Task description
Lay out everything from the line containing "target: tall lattice tower" down to the end of the data, that line included, as a Markdown table with columns No. and Text. Number the rows and leave out blank lines.
..........
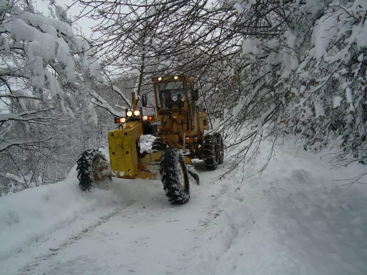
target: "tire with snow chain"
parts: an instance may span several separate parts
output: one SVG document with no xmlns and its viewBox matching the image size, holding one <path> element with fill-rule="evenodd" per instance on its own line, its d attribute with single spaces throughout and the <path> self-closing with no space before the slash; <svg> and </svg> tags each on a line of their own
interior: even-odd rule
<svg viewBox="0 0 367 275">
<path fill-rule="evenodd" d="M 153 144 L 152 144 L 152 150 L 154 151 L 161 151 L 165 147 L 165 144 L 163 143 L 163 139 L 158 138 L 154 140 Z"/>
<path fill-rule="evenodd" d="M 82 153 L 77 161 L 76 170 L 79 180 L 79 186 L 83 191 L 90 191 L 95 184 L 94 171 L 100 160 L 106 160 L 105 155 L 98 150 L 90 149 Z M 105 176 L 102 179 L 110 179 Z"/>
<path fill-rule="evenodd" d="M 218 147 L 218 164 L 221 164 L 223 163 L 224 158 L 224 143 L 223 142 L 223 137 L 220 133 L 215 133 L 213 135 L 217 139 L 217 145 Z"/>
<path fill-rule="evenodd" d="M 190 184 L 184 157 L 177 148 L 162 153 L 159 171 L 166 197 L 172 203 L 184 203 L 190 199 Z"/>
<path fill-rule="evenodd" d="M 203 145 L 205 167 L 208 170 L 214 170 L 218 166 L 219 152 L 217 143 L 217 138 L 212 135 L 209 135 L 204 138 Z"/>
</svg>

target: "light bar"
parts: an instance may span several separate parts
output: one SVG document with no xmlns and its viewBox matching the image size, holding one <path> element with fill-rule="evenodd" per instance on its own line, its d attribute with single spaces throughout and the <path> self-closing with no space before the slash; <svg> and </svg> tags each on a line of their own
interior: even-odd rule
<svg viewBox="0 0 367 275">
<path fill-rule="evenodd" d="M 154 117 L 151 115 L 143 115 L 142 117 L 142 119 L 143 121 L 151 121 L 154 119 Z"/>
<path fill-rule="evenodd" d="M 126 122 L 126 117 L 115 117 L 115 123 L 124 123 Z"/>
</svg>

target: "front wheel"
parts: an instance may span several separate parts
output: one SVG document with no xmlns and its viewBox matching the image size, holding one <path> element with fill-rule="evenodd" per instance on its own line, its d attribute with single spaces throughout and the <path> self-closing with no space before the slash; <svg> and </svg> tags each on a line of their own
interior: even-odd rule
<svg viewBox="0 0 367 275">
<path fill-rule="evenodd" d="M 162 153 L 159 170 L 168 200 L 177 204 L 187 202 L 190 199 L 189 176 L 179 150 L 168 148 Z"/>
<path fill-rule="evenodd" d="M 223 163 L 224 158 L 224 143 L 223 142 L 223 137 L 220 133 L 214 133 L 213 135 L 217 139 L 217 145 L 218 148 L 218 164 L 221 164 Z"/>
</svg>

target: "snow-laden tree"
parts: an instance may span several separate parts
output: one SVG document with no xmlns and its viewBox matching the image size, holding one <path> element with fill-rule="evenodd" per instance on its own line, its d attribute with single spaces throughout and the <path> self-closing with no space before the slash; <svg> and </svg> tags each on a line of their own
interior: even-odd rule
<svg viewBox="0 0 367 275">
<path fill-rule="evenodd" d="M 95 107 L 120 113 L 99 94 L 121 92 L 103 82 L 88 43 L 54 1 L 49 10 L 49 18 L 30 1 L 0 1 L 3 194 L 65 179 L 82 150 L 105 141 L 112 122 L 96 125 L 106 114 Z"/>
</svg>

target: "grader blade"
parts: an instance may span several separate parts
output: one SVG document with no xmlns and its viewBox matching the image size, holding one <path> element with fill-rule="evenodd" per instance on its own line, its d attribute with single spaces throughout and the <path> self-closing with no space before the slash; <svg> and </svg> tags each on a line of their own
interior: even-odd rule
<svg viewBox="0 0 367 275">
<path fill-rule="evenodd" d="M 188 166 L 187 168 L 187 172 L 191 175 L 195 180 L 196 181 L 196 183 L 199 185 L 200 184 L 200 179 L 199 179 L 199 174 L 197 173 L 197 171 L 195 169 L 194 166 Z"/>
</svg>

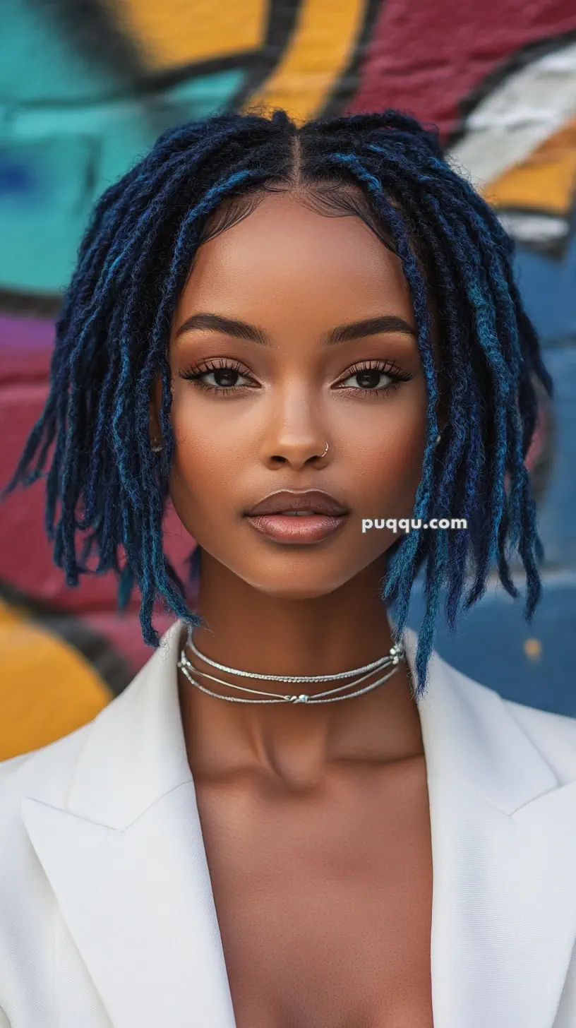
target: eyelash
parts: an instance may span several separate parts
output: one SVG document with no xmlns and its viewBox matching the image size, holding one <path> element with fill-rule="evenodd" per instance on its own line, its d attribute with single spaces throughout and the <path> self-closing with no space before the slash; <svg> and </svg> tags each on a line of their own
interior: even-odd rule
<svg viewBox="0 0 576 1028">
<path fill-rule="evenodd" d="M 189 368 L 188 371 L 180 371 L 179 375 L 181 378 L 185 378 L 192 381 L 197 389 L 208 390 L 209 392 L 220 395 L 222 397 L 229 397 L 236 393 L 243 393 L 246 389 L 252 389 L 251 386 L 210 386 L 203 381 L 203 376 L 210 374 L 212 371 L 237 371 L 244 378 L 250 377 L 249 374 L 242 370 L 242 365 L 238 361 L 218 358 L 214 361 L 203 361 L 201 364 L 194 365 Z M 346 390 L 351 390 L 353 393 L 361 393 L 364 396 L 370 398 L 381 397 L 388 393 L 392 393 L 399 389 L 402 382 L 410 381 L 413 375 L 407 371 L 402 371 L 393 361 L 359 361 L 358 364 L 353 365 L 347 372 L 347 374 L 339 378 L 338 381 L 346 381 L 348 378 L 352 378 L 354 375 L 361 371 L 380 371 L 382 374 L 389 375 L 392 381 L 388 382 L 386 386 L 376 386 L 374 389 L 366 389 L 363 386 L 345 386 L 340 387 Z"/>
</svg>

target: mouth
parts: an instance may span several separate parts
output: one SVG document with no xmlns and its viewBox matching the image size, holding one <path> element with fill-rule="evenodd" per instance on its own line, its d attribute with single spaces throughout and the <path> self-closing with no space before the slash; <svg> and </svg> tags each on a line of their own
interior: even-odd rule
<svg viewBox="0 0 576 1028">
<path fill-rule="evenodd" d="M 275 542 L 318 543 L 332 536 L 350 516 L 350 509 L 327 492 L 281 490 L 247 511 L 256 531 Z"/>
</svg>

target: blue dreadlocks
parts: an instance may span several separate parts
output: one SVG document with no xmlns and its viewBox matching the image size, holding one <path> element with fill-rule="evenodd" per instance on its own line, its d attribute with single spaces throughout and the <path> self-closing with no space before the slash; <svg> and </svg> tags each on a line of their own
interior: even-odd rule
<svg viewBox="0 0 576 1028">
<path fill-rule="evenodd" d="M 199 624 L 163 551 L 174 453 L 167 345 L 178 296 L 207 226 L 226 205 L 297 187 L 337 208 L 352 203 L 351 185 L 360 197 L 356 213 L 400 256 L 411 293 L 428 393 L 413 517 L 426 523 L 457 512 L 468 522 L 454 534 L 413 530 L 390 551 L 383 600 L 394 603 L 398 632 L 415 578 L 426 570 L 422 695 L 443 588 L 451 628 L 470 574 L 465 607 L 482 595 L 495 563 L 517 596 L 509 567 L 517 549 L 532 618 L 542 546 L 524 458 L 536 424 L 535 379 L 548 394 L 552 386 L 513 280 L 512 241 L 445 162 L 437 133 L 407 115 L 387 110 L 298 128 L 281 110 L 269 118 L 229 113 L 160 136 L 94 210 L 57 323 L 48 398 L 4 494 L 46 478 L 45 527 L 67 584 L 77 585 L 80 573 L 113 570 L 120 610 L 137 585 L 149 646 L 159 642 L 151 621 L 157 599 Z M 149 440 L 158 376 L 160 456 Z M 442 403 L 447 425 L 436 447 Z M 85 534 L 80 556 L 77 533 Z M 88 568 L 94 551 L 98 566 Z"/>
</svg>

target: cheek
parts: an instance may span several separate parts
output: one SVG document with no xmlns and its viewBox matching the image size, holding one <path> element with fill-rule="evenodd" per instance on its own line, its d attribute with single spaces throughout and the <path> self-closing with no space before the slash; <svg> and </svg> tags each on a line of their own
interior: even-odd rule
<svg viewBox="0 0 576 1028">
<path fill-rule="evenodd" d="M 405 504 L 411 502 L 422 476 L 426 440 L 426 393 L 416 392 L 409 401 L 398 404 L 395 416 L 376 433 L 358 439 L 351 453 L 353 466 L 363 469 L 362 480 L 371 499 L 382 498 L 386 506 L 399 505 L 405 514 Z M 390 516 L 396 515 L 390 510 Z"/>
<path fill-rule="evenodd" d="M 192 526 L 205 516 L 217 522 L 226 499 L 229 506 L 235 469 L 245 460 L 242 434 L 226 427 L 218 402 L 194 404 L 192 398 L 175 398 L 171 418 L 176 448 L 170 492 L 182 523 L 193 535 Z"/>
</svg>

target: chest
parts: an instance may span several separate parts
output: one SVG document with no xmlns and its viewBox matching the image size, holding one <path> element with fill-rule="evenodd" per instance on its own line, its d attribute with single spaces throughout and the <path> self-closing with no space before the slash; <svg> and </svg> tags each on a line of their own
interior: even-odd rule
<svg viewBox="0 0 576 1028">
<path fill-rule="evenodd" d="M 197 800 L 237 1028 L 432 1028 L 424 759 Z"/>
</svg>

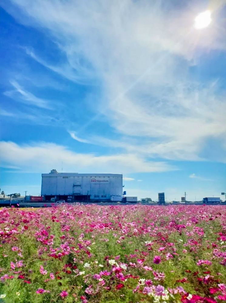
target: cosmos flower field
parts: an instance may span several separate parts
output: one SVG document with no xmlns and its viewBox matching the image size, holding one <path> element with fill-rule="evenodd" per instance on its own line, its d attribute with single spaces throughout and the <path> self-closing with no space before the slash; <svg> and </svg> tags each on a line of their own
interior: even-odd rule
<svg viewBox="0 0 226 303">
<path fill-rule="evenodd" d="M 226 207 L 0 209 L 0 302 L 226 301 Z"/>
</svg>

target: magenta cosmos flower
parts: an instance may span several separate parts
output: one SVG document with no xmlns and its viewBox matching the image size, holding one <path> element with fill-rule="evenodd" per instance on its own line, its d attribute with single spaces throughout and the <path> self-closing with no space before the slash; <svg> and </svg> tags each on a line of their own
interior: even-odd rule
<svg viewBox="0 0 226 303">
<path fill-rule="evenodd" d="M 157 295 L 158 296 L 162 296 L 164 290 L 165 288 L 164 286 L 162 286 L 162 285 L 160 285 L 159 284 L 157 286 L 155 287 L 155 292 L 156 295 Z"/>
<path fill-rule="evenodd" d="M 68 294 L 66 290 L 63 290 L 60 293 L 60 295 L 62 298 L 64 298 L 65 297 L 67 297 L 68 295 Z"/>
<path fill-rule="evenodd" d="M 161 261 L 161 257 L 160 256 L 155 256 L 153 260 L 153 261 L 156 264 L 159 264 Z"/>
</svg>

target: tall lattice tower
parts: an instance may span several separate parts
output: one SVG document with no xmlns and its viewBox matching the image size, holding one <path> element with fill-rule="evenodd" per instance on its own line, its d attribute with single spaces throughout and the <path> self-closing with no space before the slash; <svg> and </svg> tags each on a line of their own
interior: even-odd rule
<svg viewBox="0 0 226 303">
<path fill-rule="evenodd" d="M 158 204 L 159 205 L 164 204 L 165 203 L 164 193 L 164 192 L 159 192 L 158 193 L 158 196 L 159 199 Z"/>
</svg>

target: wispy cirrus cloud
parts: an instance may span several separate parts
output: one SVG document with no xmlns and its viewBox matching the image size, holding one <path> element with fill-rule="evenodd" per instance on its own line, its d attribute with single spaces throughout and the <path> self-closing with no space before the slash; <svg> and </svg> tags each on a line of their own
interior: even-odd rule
..........
Solution
| No. | Text |
|---|---|
| 1 | target: tall lattice tower |
| 2 | parts: an instance may span several separate parts |
| 3 | output: one SVG document with no xmlns and its viewBox matching the image size, holding one <path> element with fill-rule="evenodd" per instance on its own line, its d attribute with single spaces throughout and the <path> self-closing with no space before the slash; <svg> and </svg> tags each on a line of their own |
| 4 | interior: even-odd rule |
| 5 | <svg viewBox="0 0 226 303"> |
| 6 | <path fill-rule="evenodd" d="M 158 204 L 159 205 L 164 204 L 165 203 L 164 193 L 164 192 L 159 192 L 158 193 L 158 196 L 159 199 Z"/> |
| 7 | </svg> |
| 8 | target: wispy cirrus cloud |
| 9 | parts: an instance may span several separate parts |
| 10 | output: one SVG document with no xmlns and its viewBox matching the image size, holding one <path> element with fill-rule="evenodd" per instance on its own line, its d attribute with single spaces throughout and the <path> self-closing with no space before the slash; <svg> and </svg> tags each on a line of their own |
| 11 | interior: even-odd rule |